Your answer should be an exact copy of all the entries, free of pictures.

◇ ◇ ◇

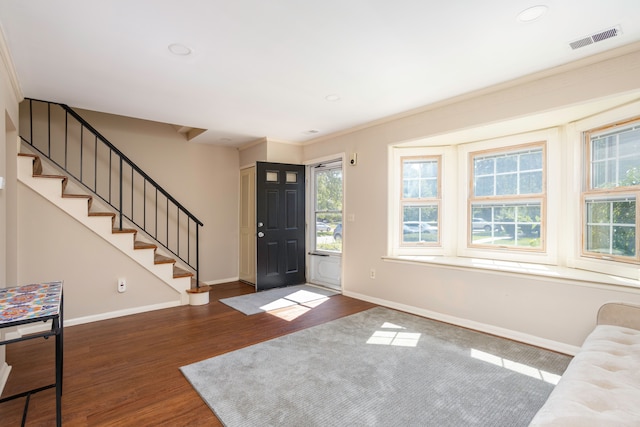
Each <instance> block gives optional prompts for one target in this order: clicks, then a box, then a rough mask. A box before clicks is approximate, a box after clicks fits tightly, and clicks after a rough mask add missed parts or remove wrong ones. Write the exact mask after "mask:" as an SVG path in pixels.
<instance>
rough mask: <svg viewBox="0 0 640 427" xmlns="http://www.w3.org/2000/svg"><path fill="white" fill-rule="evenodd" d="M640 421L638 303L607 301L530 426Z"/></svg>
mask: <svg viewBox="0 0 640 427" xmlns="http://www.w3.org/2000/svg"><path fill="white" fill-rule="evenodd" d="M540 426H562V427H571V426H577V427H590V426H594V427H596V426H597V427H603V426H640V306H634V305H629V304H624V303H608V304H605V305H603V306H602V307H601V308H600V310H599V311H598V319H597V326H596V327H595V329H594V330H593V331H592V332H591V333H590V334H589V336H588V337H587V339H586V340H585V342H584V344H583V345H582V347H581V348H580V351H579V352H578V354H577V355H576V356H575V357H574V358H573V360H572V361H571V363H570V364H569V366H568V368H567V370H566V371H565V373H564V374H563V375H562V378H561V379H560V382H559V383H558V385H556V387H555V389H554V390H553V392H552V393H551V395H550V396H549V398H548V399H547V401H546V403H545V404H544V406H543V407H542V408H541V409H540V411H538V413H537V414H536V416H535V417H534V419H533V420H532V421H531V424H530V427H540Z"/></svg>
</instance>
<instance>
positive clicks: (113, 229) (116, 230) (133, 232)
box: [111, 228, 138, 233]
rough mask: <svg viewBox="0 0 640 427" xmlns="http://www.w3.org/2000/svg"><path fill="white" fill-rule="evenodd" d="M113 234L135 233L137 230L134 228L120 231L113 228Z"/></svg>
mask: <svg viewBox="0 0 640 427" xmlns="http://www.w3.org/2000/svg"><path fill="white" fill-rule="evenodd" d="M111 231H112V232H113V233H137V232H138V230H136V229H134V228H123V229H122V230H121V229H119V228H114V229H112V230H111Z"/></svg>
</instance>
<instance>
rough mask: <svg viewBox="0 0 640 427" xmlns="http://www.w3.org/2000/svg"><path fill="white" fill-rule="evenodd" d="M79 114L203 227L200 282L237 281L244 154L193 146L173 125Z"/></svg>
mask: <svg viewBox="0 0 640 427" xmlns="http://www.w3.org/2000/svg"><path fill="white" fill-rule="evenodd" d="M76 111H77V112H78V113H79V114H80V115H81V116H82V117H83V118H84V119H85V120H87V121H88V122H89V123H90V124H91V125H92V126H93V127H94V128H95V129H96V130H97V131H98V132H100V133H101V134H102V135H103V136H104V137H105V138H107V139H108V140H109V141H110V142H111V143H112V144H114V145H115V146H116V147H117V148H118V149H120V150H121V151H122V152H123V153H125V154H126V156H127V157H129V158H130V159H131V160H132V161H133V162H134V163H136V164H137V165H138V166H140V168H142V170H144V171H145V172H146V173H147V174H148V175H149V176H151V178H152V179H154V180H155V181H156V182H157V183H158V184H159V185H161V186H162V187H163V188H164V189H165V190H167V191H168V192H169V193H170V194H171V195H173V196H174V197H175V198H176V199H177V200H178V201H179V202H180V203H182V205H183V206H184V207H185V208H186V209H187V210H189V211H190V212H191V213H192V214H194V215H195V216H196V217H197V218H198V219H199V220H200V221H202V222H203V224H204V226H203V227H202V228H201V229H200V280H201V281H204V282H207V283H220V282H224V281H229V280H236V279H237V277H238V255H237V254H238V250H239V244H238V241H239V223H238V204H239V200H240V196H239V194H240V184H239V181H240V171H239V154H238V150H237V149H235V148H229V147H218V146H212V145H205V144H198V143H194V142H187V141H186V140H185V139H184V137H183V136H182V135H180V134H178V133H177V132H176V130H175V128H174V127H173V126H171V125H168V124H163V123H157V122H151V121H146V120H137V119H133V118H128V117H122V116H117V115H111V114H103V113H97V112H94V111H87V110H81V109H76Z"/></svg>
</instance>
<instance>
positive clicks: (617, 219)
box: [582, 119, 640, 263]
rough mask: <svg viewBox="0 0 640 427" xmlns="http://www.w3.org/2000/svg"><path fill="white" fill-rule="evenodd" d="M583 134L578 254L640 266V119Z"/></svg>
mask: <svg viewBox="0 0 640 427" xmlns="http://www.w3.org/2000/svg"><path fill="white" fill-rule="evenodd" d="M584 135H585V138H584V143H585V167H584V171H585V174H584V177H585V182H584V185H583V193H582V208H583V239H582V240H583V242H582V255H583V256H585V257H592V258H599V259H604V260H613V261H620V262H627V263H638V262H640V255H639V254H638V244H639V237H638V232H637V230H638V223H639V217H640V215H639V213H638V203H637V201H638V198H639V197H640V119H635V120H632V121H629V122H626V123H621V124H616V125H613V126H607V127H603V128H599V129H594V130H591V131H588V132H585V134H584Z"/></svg>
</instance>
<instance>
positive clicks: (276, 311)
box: [269, 297, 329, 322]
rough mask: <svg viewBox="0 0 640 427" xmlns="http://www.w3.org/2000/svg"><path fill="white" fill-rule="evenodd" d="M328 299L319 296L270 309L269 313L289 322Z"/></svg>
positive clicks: (302, 314)
mask: <svg viewBox="0 0 640 427" xmlns="http://www.w3.org/2000/svg"><path fill="white" fill-rule="evenodd" d="M328 300H329V297H323V298H319V299H316V300H313V301H308V302H305V303H300V304H295V305H292V306H289V307H284V308H281V309H279V310H276V311H271V312H269V314H271V315H272V316H276V317H279V318H280V319H282V320H286V321H287V322H291V321H292V320H295V319H297V318H298V317H300V316H302V315H303V314H306V313H308V312H309V311H311V310H312V309H313V308H315V307H318V306H319V305H320V304H322V303H324V302H326V301H328Z"/></svg>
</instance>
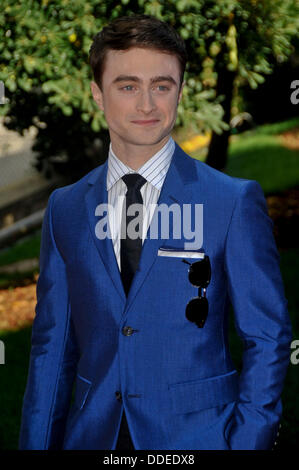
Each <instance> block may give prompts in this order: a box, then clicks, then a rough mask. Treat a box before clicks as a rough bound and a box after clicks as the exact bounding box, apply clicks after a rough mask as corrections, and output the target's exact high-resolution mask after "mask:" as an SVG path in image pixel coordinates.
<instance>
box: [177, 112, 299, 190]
mask: <svg viewBox="0 0 299 470" xmlns="http://www.w3.org/2000/svg"><path fill="white" fill-rule="evenodd" d="M296 127H299V118H295V119H290V120H288V121H284V122H279V123H275V124H265V125H263V126H259V127H257V128H255V129H253V130H250V131H246V132H243V133H242V134H239V135H234V136H232V137H231V141H230V145H229V151H228V163H227V167H226V173H228V174H229V175H231V176H235V177H238V178H246V179H253V180H256V181H258V182H259V183H260V184H261V186H262V188H263V190H264V193H265V194H266V195H267V194H270V193H273V192H279V191H283V190H285V189H288V188H292V187H294V186H295V185H298V182H299V150H290V149H288V148H286V147H285V146H284V144H283V142H282V139H281V136H280V134H281V133H283V132H286V131H289V130H291V129H294V128H296ZM181 136H182V134H181ZM181 139H182V140H184V139H183V137H181ZM191 156H192V157H194V158H196V159H198V160H202V161H204V160H205V157H206V149H205V148H202V149H199V150H196V151H194V152H192V153H191Z"/></svg>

◇ ◇ ◇

- **YOUR RESPONSE**:
Each <instance> block gives optional prompts for one target in this order: clicks, then a box, then a rough mask. A box before clicks is approximate, a box after clicks fits tightly, and clicks after a rough mask add missed parts or remove wrong ones. Write the exact mask after "mask:" as an SVG path in pixels.
<instance>
rough mask: <svg viewBox="0 0 640 427" xmlns="http://www.w3.org/2000/svg"><path fill="white" fill-rule="evenodd" d="M640 421L638 303L607 301L530 426Z"/></svg>
mask: <svg viewBox="0 0 640 427" xmlns="http://www.w3.org/2000/svg"><path fill="white" fill-rule="evenodd" d="M540 426H562V427H571V426H577V427H590V426H594V427H596V426H597V427H603V426H640V306H634V305H629V304H624V303H608V304H605V305H603V306H602V307H601V308H600V310H599V311H598V319H597V326H596V327H595V329H594V330H593V331H592V332H591V333H590V334H589V336H588V337H587V339H586V340H585V342H584V344H583V345H582V347H581V348H580V351H579V352H578V354H577V355H576V356H575V357H574V358H573V360H572V361H571V363H570V364H569V366H568V368H567V370H566V371H565V373H564V374H563V375H562V378H561V379H560V382H559V383H558V385H556V387H555V389H554V390H553V392H552V393H551V395H550V396H549V398H548V399H547V401H546V403H545V404H544V406H543V407H542V408H541V409H540V411H538V413H537V414H536V416H535V417H534V419H533V420H532V421H531V424H530V427H540Z"/></svg>
</instance>
<instance>
positive clicks: (113, 229) (116, 230) (133, 232)
box: [111, 228, 138, 233]
rough mask: <svg viewBox="0 0 640 427" xmlns="http://www.w3.org/2000/svg"><path fill="white" fill-rule="evenodd" d="M113 234L135 233L137 230L134 228L120 231L113 228Z"/></svg>
mask: <svg viewBox="0 0 640 427" xmlns="http://www.w3.org/2000/svg"><path fill="white" fill-rule="evenodd" d="M111 231H112V232H113V233H137V232H138V230H136V229H134V228H123V229H122V230H121V229H119V228H114V229H112V230H111Z"/></svg>
</instance>
<instance>
rough mask: <svg viewBox="0 0 640 427" xmlns="http://www.w3.org/2000/svg"><path fill="white" fill-rule="evenodd" d="M79 114L203 227L200 282L237 281L244 154L193 146L173 125Z"/></svg>
mask: <svg viewBox="0 0 640 427" xmlns="http://www.w3.org/2000/svg"><path fill="white" fill-rule="evenodd" d="M76 111H77V112H78V113H79V114H80V115H81V116H82V117H83V118H84V119H85V120H87V121H88V122H89V123H90V124H91V125H92V126H93V127H94V128H95V129H96V130H97V131H98V132H100V133H101V134H102V135H103V136H104V137H105V138H107V139H108V140H109V141H110V142H111V143H112V144H114V145H115V146H116V147H117V148H118V149H120V150H121V151H122V152H123V153H125V154H126V156H127V157H129V158H130V159H131V160H132V161H133V162H134V163H136V164H137V165H138V166H140V168H142V170H144V171H145V172H146V173H147V174H148V175H149V176H151V178H152V179H154V180H155V181H156V182H157V183H158V184H159V185H161V186H162V187H163V188H164V189H165V190H167V191H168V192H169V193H170V194H171V195H173V196H174V197H175V198H176V199H177V200H178V201H179V202H180V203H182V205H183V206H184V207H185V208H186V209H187V210H189V211H190V212H191V213H192V214H194V215H195V216H196V217H197V218H198V219H199V220H200V221H202V222H203V224H204V226H203V227H202V228H201V229H200V280H201V281H204V282H207V283H220V282H224V281H229V280H236V279H237V277H238V255H237V254H238V250H239V244H238V241H239V223H238V204H239V200H240V196H239V194H240V184H239V181H240V171H239V154H238V150H237V149H235V148H229V147H218V146H212V145H205V144H198V143H194V142H187V141H186V140H185V139H184V137H183V136H182V135H180V134H178V133H177V132H176V130H175V128H174V127H173V126H171V125H168V124H163V123H157V122H151V121H146V120H137V119H133V118H128V117H122V116H117V115H111V114H103V113H97V112H94V111H87V110H81V109H76Z"/></svg>
</instance>
<instance>
positive clicks: (617, 219)
box: [582, 119, 640, 263]
rough mask: <svg viewBox="0 0 640 427" xmlns="http://www.w3.org/2000/svg"><path fill="white" fill-rule="evenodd" d="M583 134L578 254L640 266V119Z"/></svg>
mask: <svg viewBox="0 0 640 427" xmlns="http://www.w3.org/2000/svg"><path fill="white" fill-rule="evenodd" d="M584 135H585V138H584V143H585V167H584V171H585V174H584V177H585V182H584V185H583V193H582V208H583V239H582V240H583V242H582V255H583V256H585V257H592V258H599V259H604V260H613V261H620V262H627V263H638V262H640V255H639V254H638V244H639V237H638V232H637V230H638V223H639V217H640V215H639V213H638V203H637V201H638V198H639V197H640V119H635V120H632V121H629V122H626V123H621V124H616V125H613V126H607V127H603V128H599V129H594V130H591V131H588V132H585V134H584Z"/></svg>
</instance>
<instance>
positive clicks: (276, 311)
box: [269, 297, 329, 322]
rough mask: <svg viewBox="0 0 640 427" xmlns="http://www.w3.org/2000/svg"><path fill="white" fill-rule="evenodd" d="M328 299L319 296L270 309L269 313L289 322Z"/></svg>
positive clicks: (302, 314)
mask: <svg viewBox="0 0 640 427" xmlns="http://www.w3.org/2000/svg"><path fill="white" fill-rule="evenodd" d="M328 300H329V297H323V298H319V299H316V300H313V301H308V302H305V303H300V304H295V305H292V306H289V307H284V308H281V309H279V310H276V311H271V312H269V314H271V315H272V316H276V317H279V318H280V319H282V320H286V321H287V322H291V321H292V320H295V319H297V318H298V317H300V316H302V315H303V314H306V313H308V312H309V311H311V310H312V309H313V308H315V307H318V306H319V305H320V304H322V303H324V302H326V301H328Z"/></svg>
</instance>
Each <instance> block may give prompts in this order: a box, then clicks, then a rough mask. Treat a box before clicks as a rough bound and a box after clicks as the exact bounding box, apply clicks after a rough mask as corrections, and output the target's exact high-resolution mask after "mask:" as an SVG path in image pixel coordinates.
<instance>
box: [177, 112, 299, 190]
mask: <svg viewBox="0 0 299 470" xmlns="http://www.w3.org/2000/svg"><path fill="white" fill-rule="evenodd" d="M296 127H299V118H295V119H290V120H288V121H284V122H279V123H275V124H265V125H263V126H259V127H257V128H255V129H253V130H250V131H246V132H243V133H242V134H239V135H234V136H232V137H231V141H230V145H229V151H228V163H227V167H226V173H228V174H229V175H231V176H235V177H238V178H246V179H253V180H256V181H258V182H259V183H260V184H261V186H262V188H263V190H264V193H265V194H266V195H267V194H270V193H273V192H279V191H283V190H285V189H288V188H292V187H294V186H295V185H298V182H299V150H290V149H288V148H286V147H285V146H284V144H283V142H282V139H281V136H280V134H281V133H283V132H286V131H289V130H291V129H294V128H296ZM181 136H182V134H181ZM181 139H182V140H184V139H183V137H181ZM191 156H192V157H194V158H196V159H198V160H202V161H204V160H205V157H206V149H205V148H202V149H199V150H196V151H194V152H192V153H191Z"/></svg>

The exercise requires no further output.